#### Provided passage
Samantha Ford: Margate mum killed twins amid bout of ‘acute depression’

UK
Jake and Chloe Ford Image copyright Steven Ford
Image caption Jake and Chloe Ford died on Boxing Day

A mother drowned her toddler twins in a “narcissistic rage” after her marriage broke down, a court has heard.

Samantha Ford, 38, killed 23-month-old Jake and Chloe on Boxing Day last year after their father Steven Ford left her.

A psychiatrist told a judge she had killed them in an act of “retaliation and punishment” against Mr Ford.

Mr Justice Edis Will sentence Ford on 16 August after hearing further psychiatric evidence at the Old Bailey.

Prosecutors previously accepted a guilty plea to manslaughter by diminished responsibility.

Ford was in the grip of acute depression when the twins’ bodies were found at a house in Margate, Kent, on 27 December, the court heard.

They were discovered after Ford had tried to take her own life by driving without a seatbelt at about 100mph into the back of a lorry.

The court heard she told police: “I’ve killed my babies. Please let me die.

“I put them in the bath. We were meant to be together.”

‘Ripped my world apart’

Ford and her husband had spent the first 10 years of their marriage in Qatar before moving to Charing, Kent, last year.

She was angry at having left her affluent lifestyle and was said to be trying to pressure her husband into returning to in the Middle East.

The couple split last November, and she moved with the twins to a rented house in Castle Drive, Margate.

Her mental health rapidly declined and she made multiple internet searches into different methods of suicide, the court heard.

Prosecutor Tom Kark QC said she had sent multiple text messages to her estranged husband, including one which read: “You have ripped my world apart”.

“She was very upset that the relationship had broken down and didn’t like the idea of becoming a single mother,” Mr Kark said.

#### How to complete this task
Which people does the report on the Margate twins case name? The records that come next are from a separate source and have no connection to this report.

#### Data shown
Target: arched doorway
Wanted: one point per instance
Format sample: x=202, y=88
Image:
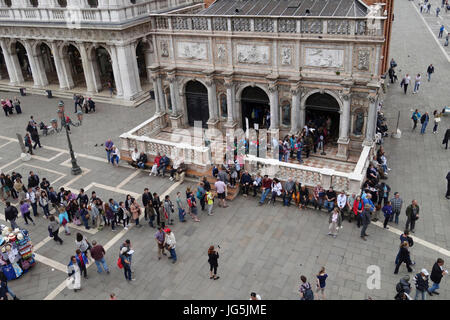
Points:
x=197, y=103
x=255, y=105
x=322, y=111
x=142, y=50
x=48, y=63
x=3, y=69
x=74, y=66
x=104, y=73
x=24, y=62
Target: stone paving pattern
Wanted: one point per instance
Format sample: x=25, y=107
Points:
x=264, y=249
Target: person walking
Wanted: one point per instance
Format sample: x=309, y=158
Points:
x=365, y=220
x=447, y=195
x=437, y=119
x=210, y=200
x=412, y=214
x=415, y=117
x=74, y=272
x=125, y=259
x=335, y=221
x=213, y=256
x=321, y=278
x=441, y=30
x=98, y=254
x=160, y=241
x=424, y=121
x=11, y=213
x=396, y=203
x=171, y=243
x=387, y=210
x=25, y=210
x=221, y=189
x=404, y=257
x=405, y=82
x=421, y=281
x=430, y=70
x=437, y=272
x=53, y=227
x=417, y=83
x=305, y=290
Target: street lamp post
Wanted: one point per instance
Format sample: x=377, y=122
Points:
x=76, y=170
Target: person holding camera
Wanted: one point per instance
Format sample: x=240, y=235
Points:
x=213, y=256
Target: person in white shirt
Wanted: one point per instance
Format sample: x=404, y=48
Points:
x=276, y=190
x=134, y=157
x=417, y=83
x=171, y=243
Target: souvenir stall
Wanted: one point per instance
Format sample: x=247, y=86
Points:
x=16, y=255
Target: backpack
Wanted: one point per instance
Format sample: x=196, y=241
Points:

#### Solution
- Samantha Ford
- Jake Ford
- Chloe Ford
- Steven Ford
- Mr Justice Edis
- Tom Kark QC